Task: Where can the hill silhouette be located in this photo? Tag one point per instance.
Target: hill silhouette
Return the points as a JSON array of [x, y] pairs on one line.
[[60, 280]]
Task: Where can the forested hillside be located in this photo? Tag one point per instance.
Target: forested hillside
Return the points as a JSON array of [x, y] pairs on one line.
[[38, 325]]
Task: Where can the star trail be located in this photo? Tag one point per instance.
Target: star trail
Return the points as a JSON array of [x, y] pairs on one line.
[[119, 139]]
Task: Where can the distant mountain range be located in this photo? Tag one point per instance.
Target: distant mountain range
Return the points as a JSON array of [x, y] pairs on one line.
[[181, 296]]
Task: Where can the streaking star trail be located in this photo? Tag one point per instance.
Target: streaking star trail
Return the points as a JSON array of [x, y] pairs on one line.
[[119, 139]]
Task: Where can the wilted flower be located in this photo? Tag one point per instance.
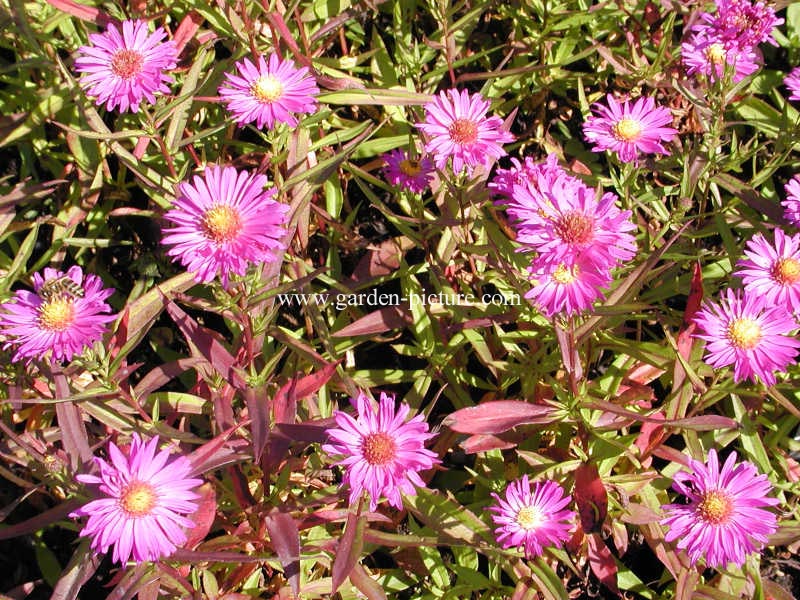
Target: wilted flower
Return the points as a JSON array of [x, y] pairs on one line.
[[710, 56], [64, 314], [457, 127], [381, 452], [629, 129], [143, 499], [225, 220], [120, 69], [725, 519], [532, 519], [772, 271], [746, 332], [268, 93], [413, 174]]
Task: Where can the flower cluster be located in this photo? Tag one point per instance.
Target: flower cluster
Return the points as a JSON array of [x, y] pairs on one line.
[[578, 237], [224, 221], [381, 451], [728, 39], [725, 519], [532, 518], [65, 313], [142, 502], [629, 129]]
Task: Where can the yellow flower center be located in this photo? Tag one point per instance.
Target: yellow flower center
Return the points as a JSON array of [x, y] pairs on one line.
[[378, 448], [627, 130], [57, 314], [575, 228], [463, 131], [565, 275], [138, 499], [222, 223], [715, 507], [410, 167], [529, 517], [716, 54], [126, 64], [786, 271], [267, 89], [744, 333]]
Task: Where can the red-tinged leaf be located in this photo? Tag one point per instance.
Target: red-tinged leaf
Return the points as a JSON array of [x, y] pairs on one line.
[[499, 416], [81, 567], [194, 557], [215, 453], [255, 399], [591, 497], [378, 321], [484, 442], [686, 584], [772, 591], [639, 514], [40, 521], [701, 423], [163, 374], [203, 517], [208, 344], [187, 29], [285, 401], [81, 11], [349, 550], [602, 562], [285, 539], [366, 584]]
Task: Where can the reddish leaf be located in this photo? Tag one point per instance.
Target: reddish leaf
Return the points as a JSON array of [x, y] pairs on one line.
[[207, 343], [203, 517], [366, 584], [348, 550], [590, 497], [378, 321], [285, 539], [298, 389], [484, 442], [602, 563], [86, 13], [186, 30], [498, 416]]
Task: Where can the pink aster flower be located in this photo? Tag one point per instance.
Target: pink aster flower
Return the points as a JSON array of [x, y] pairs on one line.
[[532, 519], [772, 271], [530, 173], [64, 314], [268, 93], [565, 222], [629, 129], [413, 174], [225, 220], [792, 82], [725, 519], [744, 331], [791, 205], [120, 69], [711, 55], [381, 452], [744, 22], [143, 498], [565, 289], [456, 126]]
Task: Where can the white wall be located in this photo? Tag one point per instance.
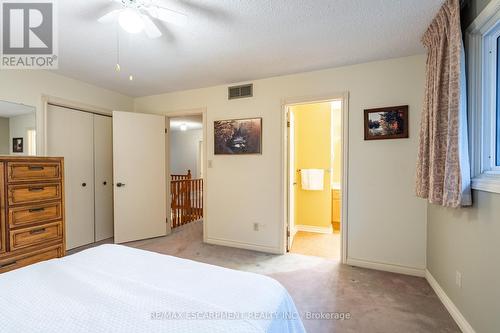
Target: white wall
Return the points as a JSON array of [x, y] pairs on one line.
[[18, 128], [28, 87], [387, 223], [4, 136], [184, 150]]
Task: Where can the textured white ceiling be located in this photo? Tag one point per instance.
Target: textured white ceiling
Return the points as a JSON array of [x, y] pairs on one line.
[[9, 109], [229, 41]]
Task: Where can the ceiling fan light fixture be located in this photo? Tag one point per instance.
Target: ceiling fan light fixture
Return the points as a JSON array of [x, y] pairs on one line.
[[131, 21]]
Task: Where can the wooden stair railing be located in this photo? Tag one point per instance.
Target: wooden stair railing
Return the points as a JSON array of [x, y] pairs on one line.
[[187, 199]]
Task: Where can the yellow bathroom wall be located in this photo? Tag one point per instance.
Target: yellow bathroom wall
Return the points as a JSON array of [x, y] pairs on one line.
[[313, 151]]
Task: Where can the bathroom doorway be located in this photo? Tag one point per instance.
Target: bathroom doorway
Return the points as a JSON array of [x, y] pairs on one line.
[[315, 178]]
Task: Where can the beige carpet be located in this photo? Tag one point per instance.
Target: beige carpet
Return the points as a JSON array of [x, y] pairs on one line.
[[377, 301], [316, 244]]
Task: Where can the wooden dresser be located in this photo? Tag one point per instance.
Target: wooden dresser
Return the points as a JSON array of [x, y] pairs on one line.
[[32, 210]]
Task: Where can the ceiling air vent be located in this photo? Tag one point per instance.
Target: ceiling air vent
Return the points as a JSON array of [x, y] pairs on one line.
[[245, 90]]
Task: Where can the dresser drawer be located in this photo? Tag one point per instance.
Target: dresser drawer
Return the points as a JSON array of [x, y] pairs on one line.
[[31, 258], [25, 237], [21, 216], [21, 194], [29, 171]]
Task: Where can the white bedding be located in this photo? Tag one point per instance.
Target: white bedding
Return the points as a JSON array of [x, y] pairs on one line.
[[114, 288]]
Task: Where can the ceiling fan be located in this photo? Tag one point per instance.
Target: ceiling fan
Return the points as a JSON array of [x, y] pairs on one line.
[[136, 16]]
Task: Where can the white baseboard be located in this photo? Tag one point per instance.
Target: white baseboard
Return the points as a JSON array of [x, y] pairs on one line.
[[311, 228], [387, 267], [449, 305], [241, 245]]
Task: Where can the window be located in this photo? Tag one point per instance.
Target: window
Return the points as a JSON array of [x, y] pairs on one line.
[[483, 54]]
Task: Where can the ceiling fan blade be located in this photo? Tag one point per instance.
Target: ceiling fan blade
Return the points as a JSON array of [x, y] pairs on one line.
[[150, 28], [109, 17], [167, 15]]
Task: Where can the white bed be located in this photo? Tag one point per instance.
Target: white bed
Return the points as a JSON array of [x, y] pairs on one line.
[[114, 288]]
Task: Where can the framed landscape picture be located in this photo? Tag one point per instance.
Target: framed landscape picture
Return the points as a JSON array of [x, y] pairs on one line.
[[17, 145], [386, 123], [238, 136]]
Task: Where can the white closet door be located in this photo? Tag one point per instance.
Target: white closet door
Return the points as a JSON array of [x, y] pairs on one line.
[[140, 192], [103, 168], [70, 135]]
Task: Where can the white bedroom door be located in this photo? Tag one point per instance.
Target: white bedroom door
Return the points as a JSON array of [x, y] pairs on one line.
[[103, 177], [140, 187], [70, 135]]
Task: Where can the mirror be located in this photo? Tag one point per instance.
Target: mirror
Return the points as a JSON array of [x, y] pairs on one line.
[[17, 129]]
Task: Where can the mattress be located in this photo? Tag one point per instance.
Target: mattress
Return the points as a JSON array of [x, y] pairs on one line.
[[113, 288]]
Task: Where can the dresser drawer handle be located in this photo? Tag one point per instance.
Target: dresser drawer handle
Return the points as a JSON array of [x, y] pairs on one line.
[[12, 263], [34, 210], [37, 231]]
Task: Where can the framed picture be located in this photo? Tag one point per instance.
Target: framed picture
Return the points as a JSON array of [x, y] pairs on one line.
[[386, 123], [17, 145], [238, 136]]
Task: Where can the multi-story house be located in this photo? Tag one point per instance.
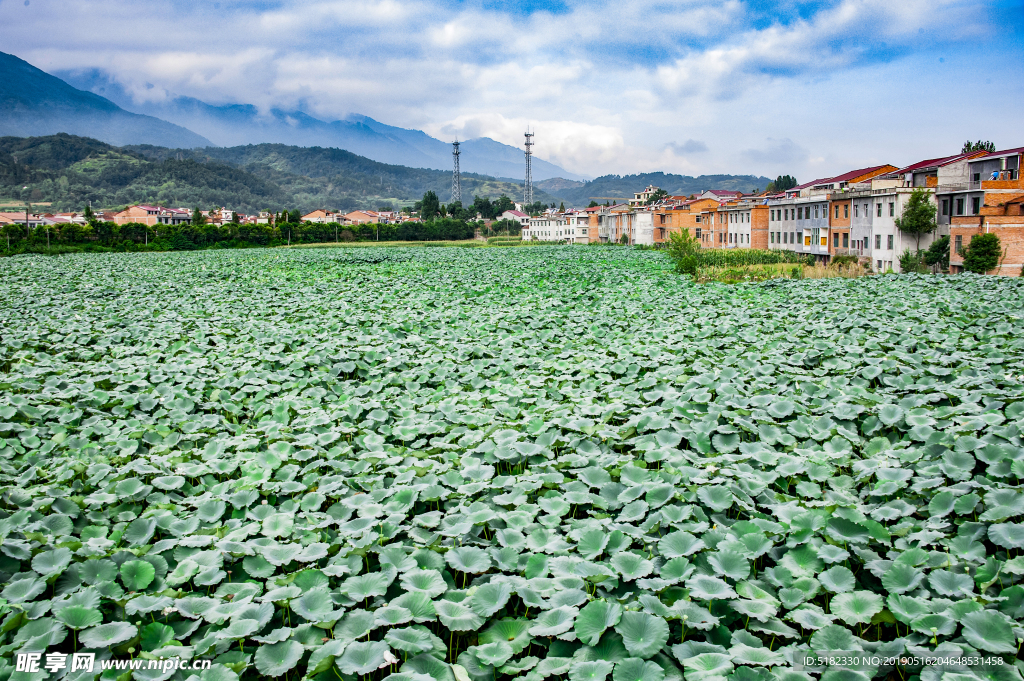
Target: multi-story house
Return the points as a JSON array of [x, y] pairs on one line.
[[999, 209], [868, 210], [641, 198], [325, 217], [578, 227], [548, 227], [153, 215]]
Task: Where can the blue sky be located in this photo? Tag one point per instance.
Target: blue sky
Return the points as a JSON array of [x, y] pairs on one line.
[[805, 88]]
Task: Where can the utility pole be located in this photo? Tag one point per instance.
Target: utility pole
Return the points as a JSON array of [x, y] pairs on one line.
[[456, 177], [527, 189]]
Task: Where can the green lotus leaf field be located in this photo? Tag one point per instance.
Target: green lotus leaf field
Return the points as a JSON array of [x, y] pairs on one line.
[[445, 464]]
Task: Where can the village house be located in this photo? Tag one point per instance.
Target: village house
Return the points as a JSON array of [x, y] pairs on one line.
[[325, 217], [517, 216], [153, 215], [998, 209], [361, 217]]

▸ GIVEN EXERCISE: Print the rows above exactly as they appear, from the line containing "Task: Where can the yellow bathroom" up to and including the line containing "[[31, 258], [25, 237], [21, 216], [21, 194], [29, 171]]".

▸ ANSWER BELOW:
Task: Where can the yellow bathroom wall be located in this photo? Tag one point per instance.
Target: yellow bathroom wall
Return the points as a JSON array of [x, y] pairs on one line.
[[313, 151]]
Task: Where can the bathroom doorway be located in this photo? Tag one point per instance.
Target: bathroom doorway
Return the points as a JSON array of [x, y] pairs on one line.
[[315, 178]]
Task: Where can the beige carpet be located in this photo? Tag one point per instance.
Target: beige carpet
Return the points as a JSON array of [x, y] pairs on one line.
[[377, 301], [316, 244]]
Task: Where can the wooden dresser be located in this photo? Tag one point per instance.
Target: wooden dresser
Return the points as a JSON array of [x, y] pairs on one line.
[[32, 210]]
Task: Where can the ceiling air vent be located in this photo? Tag one point per instance.
Target: ceiling air vent
Return the points as a JSON array of [x, y] pairs on one line.
[[245, 90]]
Task: Where can the dresser drawer be located in this photo? Tag one point per instance.
Target: dresser drawer
Return the points as a JSON array of [x, y] pairs on one line.
[[31, 258], [25, 237], [21, 216], [21, 194], [29, 171]]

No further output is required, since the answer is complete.